Task objective: Return every line of the material below that contains the word "light".

━━━━━ Record excerpts ━━━━━

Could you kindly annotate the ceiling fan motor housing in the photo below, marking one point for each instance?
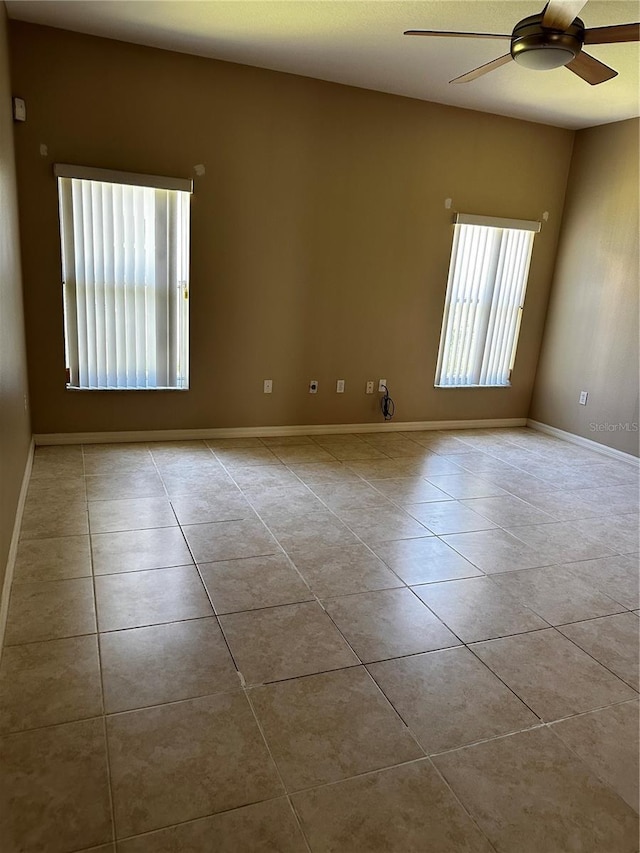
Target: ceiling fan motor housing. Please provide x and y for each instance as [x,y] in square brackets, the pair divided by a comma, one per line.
[541,48]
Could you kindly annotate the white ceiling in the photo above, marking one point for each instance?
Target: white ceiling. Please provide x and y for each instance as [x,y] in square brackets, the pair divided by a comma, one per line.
[361,43]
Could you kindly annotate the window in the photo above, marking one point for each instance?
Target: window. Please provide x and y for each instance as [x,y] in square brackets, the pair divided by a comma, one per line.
[485,294]
[125,267]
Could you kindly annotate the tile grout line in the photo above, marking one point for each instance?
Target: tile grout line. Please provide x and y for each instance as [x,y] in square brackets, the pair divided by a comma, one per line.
[102,696]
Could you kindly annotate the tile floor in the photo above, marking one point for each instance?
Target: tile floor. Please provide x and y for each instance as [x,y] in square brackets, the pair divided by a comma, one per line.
[421,641]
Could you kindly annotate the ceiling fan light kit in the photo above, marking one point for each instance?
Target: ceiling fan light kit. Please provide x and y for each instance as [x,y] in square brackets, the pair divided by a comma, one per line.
[541,49]
[551,39]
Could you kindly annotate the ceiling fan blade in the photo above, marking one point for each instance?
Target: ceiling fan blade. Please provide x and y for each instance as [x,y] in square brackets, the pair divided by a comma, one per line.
[454,35]
[482,69]
[560,14]
[612,35]
[590,69]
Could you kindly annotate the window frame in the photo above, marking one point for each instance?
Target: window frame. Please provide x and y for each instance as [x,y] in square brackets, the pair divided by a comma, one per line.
[501,251]
[154,286]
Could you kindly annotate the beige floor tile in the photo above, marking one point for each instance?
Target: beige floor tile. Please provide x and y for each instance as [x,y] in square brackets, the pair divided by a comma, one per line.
[384,468]
[562,806]
[196,480]
[361,452]
[267,826]
[407,809]
[326,727]
[392,444]
[478,609]
[242,443]
[267,476]
[165,663]
[551,674]
[136,599]
[387,624]
[508,511]
[563,542]
[229,540]
[339,496]
[324,472]
[252,583]
[49,610]
[409,490]
[116,461]
[381,523]
[137,550]
[125,485]
[56,681]
[51,518]
[54,794]
[436,464]
[131,514]
[213,759]
[285,642]
[448,517]
[339,440]
[449,699]
[52,489]
[274,441]
[302,453]
[496,551]
[222,505]
[118,457]
[607,742]
[245,457]
[556,594]
[308,530]
[465,485]
[167,450]
[53,559]
[57,462]
[342,570]
[424,560]
[613,641]
[283,501]
[611,500]
[618,577]
[562,504]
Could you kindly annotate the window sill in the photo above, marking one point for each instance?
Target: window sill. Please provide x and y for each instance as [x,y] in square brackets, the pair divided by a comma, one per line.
[76,389]
[458,387]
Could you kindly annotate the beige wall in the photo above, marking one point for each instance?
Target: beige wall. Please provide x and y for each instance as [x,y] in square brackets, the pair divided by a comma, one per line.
[591,338]
[320,241]
[15,432]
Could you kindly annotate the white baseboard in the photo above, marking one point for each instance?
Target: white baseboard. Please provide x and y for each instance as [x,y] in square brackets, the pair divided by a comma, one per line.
[258,432]
[13,546]
[588,443]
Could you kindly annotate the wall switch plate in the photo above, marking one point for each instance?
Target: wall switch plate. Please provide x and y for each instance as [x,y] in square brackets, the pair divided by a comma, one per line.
[19,109]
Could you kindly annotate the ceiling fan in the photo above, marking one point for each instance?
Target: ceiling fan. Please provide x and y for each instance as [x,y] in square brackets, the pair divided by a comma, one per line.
[550,39]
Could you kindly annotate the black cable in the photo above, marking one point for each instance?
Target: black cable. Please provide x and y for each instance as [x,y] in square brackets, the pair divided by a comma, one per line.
[387,405]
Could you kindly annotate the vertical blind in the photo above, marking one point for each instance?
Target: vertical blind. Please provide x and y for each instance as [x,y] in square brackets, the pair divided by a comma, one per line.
[125,259]
[485,294]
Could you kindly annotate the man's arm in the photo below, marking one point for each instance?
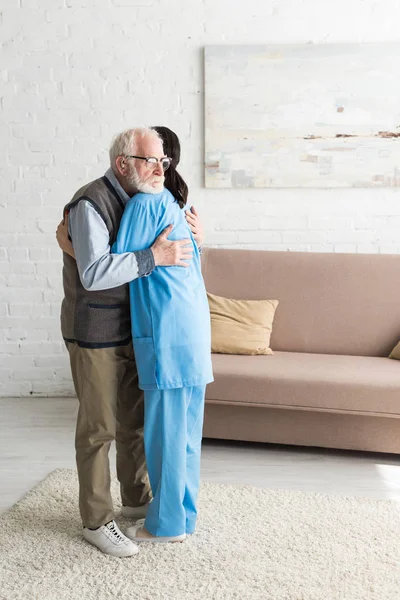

━━━━━

Answer to the problem:
Could you kindly annotate the ceiling fan light kit in the photo above, marking one point for each instance?
Target: ceiling fan light kit. Please provide x and y for each instance as [x,y] in square brackets, the pair divided by a comma, one per line.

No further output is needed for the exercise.